╭─ Исходный текст

Грядущие выборы представляют интерес скорее с точки зрения формы, нежели содержания. "ДП" проанализировал стилистику предвыборных речей и программ кандидатов.
26 февраля начнутся предвыборные дебаты, в которых, как всегда, будут участвовать полемически неоднородные персонажи. Пока не очень понятно, ждать ли интриги от этой фазы избирательной кампании и если ждать, то в чем она может заключаться. Некоторых кандидатов мы знаем не один десяток лет, ничего нового они уже не придумают. Других, напротив, мы знаем слишком мало, чтобы делать какие–то прогнозы.
За всю историю президентских выборов в России только в 2000 году было зарегистрировано кандидатов больше, чем в 2018–м. Тогда — 11, сейчас — восемь. Президентские выборы — всегда возможность вывести в публичное поле те общественные проблемы, о которых в мирное время говорится мало или не говорится вообще. Восемь кандидатов, за каждым из которых стоят взгляды и интересы определенной части общества, вполне могли бы вести осмысленную полемику. Проблема в том, что окончательный список готовил, кажется, генератор случайных чисел. Составленные в ряд портреты желающих управлять страной породили в соцсетях ассоциацию с фильмом "Семь стариков и одна девушка". Другой логики, в рамках которой в публичном поле могли бы сосуществовать эти оппоненты, не нашлось.

╰─
╭─ Предоставленные данные

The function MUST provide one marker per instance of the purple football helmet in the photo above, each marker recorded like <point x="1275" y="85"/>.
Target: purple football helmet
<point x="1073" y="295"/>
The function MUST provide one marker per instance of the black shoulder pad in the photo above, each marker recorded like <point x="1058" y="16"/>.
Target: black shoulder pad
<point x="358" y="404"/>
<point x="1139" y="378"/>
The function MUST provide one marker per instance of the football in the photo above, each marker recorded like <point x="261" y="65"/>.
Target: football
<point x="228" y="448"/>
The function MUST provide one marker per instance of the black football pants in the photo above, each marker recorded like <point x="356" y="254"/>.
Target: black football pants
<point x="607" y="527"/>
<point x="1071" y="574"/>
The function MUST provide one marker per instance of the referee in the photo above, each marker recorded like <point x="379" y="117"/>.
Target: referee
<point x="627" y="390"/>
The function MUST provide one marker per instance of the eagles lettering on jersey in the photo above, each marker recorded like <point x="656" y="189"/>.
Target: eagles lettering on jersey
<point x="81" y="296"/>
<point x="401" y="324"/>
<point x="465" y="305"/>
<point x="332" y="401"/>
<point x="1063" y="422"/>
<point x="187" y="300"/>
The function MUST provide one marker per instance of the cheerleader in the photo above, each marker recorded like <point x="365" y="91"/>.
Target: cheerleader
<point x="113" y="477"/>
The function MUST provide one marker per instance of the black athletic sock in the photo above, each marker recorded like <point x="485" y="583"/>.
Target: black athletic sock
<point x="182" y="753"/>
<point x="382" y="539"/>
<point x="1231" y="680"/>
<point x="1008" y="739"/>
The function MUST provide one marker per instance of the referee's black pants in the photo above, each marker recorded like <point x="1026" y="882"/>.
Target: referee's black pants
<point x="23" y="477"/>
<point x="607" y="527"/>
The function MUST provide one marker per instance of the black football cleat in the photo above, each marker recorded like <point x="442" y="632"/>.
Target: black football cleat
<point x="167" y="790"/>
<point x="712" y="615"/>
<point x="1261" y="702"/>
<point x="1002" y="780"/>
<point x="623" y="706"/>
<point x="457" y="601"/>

╰─

**Условия заданий**
(a) Проверьте, соответствуют ли тексту о выборах утверждения (i), (ii) и (iii). Для каждого ответьте «да» или «нет» и приведите дословно слова текста, которые это решают.
(i) В 2018 году зарегистрировано восемь кандидатов в президенты.
(ii) Предвыборные дебаты начнутся 26 марта.
(iii) Портреты кандидатов вызвали в соцсетях ассоциацию с фильмом «Семь стариков и одна девушка».
(b) Масштабируйте записи от строки с «of the cheerleader» до последней строки записей включительно. Перепишите все эти строки вместе с запросами, умножив координаты точек в ответах на 1,75 и округлив до целых (половины вверх); числа в запросах и их образцах формата не меняйте.
Текст и записи не связаны между собой и служат отдельным материалом.

**Выполненные задания**
(a)
(i) Да: «Тогда — 11, сейчас — восемь.»
(ii) Нет: «26 февраля начнутся предвыборные дебаты».
(iii) Да: «Составленные в ряд портреты желающих управлять страной породили в соцсетях ассоциацию с фильмом "Семь стариков и одна девушка"».

(b)
The function MUST provide one marker per instance of the cheerleader in the photo above, each marker recorded like <point x="365" y="91"/>.
Target: cheerleader
<point x="198" y="835"/>
The function MUST provide one marker per instance of the black athletic sock in the photo above, each marker recorded like <point x="485" y="583"/>.
Target: black athletic sock
<point x="319" y="1318"/>
<point x="669" y="943"/>
<point x="2154" y="1190"/>
<point x="1764" y="1293"/>
The function MUST provide one marker per instance of the referee's black pants in the photo above, each marker recorded like <point x="1026" y="882"/>.
Target: referee's black pants
<point x="40" y="835"/>
<point x="1062" y="922"/>
The function MUST provide one marker per instance of the black football cleat in the photo above, each marker recorded like <point x="442" y="632"/>.
Target: black football cleat
<point x="292" y="1383"/>
<point x="1246" y="1076"/>
<point x="2207" y="1229"/>
<point x="1754" y="1365"/>
<point x="1090" y="1236"/>
<point x="800" y="1052"/>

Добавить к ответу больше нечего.